● Rows:
####################
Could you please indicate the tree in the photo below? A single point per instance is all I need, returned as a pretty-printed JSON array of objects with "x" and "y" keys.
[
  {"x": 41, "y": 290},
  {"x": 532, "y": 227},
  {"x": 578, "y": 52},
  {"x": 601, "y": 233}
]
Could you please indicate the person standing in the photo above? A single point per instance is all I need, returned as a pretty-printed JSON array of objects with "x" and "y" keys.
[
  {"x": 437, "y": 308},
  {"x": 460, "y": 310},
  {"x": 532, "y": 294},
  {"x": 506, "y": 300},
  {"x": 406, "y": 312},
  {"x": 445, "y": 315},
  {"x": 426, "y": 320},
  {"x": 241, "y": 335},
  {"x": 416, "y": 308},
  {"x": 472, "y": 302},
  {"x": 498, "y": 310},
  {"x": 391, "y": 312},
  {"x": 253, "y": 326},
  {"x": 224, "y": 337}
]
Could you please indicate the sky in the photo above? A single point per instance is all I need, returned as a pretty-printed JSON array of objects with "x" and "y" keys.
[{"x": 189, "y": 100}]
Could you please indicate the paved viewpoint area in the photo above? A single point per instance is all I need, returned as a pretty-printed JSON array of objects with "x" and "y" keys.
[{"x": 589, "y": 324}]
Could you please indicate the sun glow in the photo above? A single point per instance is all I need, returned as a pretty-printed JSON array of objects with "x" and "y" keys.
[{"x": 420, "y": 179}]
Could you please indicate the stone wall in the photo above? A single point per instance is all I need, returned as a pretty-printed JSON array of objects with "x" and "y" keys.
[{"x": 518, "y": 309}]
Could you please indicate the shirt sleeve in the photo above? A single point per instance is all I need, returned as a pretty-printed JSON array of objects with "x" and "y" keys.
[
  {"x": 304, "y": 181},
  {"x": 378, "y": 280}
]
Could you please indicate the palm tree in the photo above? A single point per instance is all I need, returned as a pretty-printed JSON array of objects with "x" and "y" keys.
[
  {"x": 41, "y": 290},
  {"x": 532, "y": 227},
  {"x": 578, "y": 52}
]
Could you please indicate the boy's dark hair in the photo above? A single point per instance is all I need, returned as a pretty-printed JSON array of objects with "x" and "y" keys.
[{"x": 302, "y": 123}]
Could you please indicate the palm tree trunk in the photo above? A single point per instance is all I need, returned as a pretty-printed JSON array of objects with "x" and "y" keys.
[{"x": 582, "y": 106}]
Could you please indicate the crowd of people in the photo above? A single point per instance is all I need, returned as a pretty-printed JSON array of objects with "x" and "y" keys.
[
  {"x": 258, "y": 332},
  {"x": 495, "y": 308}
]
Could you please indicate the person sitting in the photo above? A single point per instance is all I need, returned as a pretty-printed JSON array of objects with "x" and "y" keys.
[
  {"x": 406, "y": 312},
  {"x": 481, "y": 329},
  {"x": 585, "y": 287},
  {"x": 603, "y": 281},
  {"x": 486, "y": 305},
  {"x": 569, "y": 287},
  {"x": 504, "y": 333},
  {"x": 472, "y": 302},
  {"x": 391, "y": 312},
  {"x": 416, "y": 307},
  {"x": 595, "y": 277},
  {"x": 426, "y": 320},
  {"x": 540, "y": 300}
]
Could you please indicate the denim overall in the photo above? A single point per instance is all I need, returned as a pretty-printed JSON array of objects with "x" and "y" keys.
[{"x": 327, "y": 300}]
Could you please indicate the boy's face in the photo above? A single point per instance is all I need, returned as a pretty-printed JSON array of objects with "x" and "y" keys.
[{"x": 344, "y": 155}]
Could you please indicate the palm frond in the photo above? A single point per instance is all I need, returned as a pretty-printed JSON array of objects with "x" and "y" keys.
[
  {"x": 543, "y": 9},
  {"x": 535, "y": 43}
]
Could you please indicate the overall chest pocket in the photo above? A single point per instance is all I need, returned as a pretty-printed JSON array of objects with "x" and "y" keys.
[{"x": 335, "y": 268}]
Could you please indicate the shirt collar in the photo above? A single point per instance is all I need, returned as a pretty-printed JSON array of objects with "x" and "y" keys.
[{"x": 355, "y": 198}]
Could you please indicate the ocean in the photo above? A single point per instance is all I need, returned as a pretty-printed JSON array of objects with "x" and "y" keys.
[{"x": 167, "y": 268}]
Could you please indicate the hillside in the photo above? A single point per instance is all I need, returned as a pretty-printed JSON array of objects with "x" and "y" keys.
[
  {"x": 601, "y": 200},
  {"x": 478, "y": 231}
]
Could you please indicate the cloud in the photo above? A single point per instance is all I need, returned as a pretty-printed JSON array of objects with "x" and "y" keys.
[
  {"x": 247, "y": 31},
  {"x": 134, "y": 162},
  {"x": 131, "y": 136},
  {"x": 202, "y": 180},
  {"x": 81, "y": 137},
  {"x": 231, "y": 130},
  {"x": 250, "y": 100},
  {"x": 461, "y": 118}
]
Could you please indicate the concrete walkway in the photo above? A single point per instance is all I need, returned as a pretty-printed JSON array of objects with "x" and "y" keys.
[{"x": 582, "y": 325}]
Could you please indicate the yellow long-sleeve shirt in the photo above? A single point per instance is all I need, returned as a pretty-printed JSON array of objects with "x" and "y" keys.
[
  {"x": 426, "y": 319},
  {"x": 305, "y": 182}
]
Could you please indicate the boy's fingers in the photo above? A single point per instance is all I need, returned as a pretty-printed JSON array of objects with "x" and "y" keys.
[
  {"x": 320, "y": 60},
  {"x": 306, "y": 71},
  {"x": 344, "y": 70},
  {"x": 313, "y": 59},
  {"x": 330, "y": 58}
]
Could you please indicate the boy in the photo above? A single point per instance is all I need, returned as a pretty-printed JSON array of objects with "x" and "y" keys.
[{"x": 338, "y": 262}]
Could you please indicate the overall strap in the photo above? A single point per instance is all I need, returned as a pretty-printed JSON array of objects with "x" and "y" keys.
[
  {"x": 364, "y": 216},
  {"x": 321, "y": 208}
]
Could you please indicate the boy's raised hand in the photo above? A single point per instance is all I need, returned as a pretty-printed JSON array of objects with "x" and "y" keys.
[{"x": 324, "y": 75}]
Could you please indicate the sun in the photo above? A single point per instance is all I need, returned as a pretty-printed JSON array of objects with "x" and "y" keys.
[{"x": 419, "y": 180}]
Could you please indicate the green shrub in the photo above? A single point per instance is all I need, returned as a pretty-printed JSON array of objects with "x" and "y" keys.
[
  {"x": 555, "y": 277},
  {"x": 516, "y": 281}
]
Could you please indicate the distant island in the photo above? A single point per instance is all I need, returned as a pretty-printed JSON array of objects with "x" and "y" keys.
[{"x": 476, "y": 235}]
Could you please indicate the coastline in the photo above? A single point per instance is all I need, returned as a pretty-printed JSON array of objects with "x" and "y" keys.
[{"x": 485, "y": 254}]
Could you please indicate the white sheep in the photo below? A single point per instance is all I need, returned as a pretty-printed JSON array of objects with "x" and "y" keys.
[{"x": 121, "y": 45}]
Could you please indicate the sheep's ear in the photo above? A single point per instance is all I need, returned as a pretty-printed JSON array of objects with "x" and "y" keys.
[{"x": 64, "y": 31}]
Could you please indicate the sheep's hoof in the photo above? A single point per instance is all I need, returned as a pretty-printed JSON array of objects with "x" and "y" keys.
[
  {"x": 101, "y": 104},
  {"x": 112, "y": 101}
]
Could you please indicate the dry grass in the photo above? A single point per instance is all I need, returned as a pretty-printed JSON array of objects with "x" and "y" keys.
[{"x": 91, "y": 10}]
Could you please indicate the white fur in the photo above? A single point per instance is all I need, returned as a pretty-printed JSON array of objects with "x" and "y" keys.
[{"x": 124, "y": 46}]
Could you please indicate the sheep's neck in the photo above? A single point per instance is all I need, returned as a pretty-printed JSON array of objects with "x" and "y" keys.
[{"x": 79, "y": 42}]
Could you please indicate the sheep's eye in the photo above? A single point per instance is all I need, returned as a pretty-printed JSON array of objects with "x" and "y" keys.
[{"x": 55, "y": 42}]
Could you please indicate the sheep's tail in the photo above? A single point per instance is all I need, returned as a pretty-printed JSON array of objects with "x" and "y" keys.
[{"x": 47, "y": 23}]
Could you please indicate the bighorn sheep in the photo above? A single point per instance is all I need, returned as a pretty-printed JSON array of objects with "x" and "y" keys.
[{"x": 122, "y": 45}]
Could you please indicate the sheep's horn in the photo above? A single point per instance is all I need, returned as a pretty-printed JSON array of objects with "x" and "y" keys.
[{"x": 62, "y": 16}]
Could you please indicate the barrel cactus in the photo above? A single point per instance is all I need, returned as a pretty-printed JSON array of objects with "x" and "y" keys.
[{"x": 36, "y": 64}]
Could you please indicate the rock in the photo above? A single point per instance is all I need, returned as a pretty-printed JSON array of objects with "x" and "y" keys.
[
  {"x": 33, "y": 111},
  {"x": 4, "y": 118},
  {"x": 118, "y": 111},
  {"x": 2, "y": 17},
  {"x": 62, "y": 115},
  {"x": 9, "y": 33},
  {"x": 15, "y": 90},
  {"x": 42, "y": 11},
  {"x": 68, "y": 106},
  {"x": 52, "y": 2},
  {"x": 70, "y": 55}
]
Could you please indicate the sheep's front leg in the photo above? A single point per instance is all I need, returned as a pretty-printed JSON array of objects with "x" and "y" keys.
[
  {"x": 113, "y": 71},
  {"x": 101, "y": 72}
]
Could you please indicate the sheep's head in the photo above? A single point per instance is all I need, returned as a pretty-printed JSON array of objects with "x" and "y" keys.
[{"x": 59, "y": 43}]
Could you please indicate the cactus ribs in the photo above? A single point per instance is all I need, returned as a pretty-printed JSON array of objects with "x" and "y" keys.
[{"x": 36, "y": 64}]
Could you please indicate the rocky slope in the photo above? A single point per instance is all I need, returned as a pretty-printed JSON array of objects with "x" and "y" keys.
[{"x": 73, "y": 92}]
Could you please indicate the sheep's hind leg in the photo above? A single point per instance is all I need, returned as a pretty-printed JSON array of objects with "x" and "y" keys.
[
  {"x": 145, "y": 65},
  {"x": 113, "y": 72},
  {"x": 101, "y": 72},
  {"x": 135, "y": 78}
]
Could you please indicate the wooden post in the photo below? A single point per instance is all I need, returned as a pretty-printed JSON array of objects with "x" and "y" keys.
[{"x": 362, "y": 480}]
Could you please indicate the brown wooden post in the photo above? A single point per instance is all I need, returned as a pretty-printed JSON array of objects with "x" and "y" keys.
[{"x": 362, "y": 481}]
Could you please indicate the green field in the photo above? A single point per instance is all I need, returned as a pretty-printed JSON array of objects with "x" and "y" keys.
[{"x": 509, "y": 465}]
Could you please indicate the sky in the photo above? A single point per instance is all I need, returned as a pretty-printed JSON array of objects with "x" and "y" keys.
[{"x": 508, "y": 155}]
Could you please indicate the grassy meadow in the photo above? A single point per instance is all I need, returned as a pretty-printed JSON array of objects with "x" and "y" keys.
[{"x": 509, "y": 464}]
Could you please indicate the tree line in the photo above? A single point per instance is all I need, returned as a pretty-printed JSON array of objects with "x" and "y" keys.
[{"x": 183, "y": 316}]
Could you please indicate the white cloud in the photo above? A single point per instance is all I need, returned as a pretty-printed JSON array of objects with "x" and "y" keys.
####################
● Task goal: Give the lines from the one containing "Could you please indicate the wooden" through the end of the entries again, exactly as written and with no other lines.

● Response to this exercise:
Could you please indicate the wooden post in the photo below? A single point per instance is all I need, returned as a pretty-printed JSON array of objects with "x" and "y" keys.
[{"x": 362, "y": 480}]
Could you please indicate the brown wooden post in the photo above? A single point per instance is all I need, returned as a pretty-printed JSON array of objects with "x" and "y" keys.
[{"x": 362, "y": 481}]
Could you please indicate the green field in the photo above? A single point per instance is all I need, returned as a pretty-printed JSON array of objects with "x" and "y" keys.
[{"x": 509, "y": 465}]
Could you please indicate the sky in the photo above? A single point per instance is all I need, returned as a pretty-printed JSON array of objects with "x" and "y" keys.
[{"x": 508, "y": 155}]
Could you please indicate the grassy meadow in the photo above? A single point per instance is all I need, returned as a pretty-printed JSON array of objects with "x" and "y" keys.
[{"x": 509, "y": 464}]
Could you please indicate the tree line in the photo above? A single point per instance is all I need, returned as a pretty-printed JSON array of objects with "x" and "y" keys.
[{"x": 183, "y": 316}]
Could you please indicate the white cloud in the photo above? A single point per instance is all I need, returned as a pretty-printed JSON array of objects with "x" and "y" keys.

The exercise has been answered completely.